*Point placement items:*
— begin —
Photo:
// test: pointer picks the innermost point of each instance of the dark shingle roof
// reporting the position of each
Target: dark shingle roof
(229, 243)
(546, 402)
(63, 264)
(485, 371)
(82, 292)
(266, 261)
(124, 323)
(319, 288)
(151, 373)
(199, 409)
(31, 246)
— end —
*Task to complete:* Write out all the items above as a two-column CSV with the header row "item_text,item_answer". Give one row per item, with its text and its answer each in a single quoted field and every line break changed to a space.

*Task output:*
item_text,item_answer
"Photo: // test: pointer picks the innermost point of each instance of the dark shingle roof // reporting the position of each Target: dark shingle roof","(229, 243) (546, 402) (63, 264) (485, 371) (82, 292) (266, 261) (124, 323) (319, 288) (151, 373) (199, 409) (31, 246)"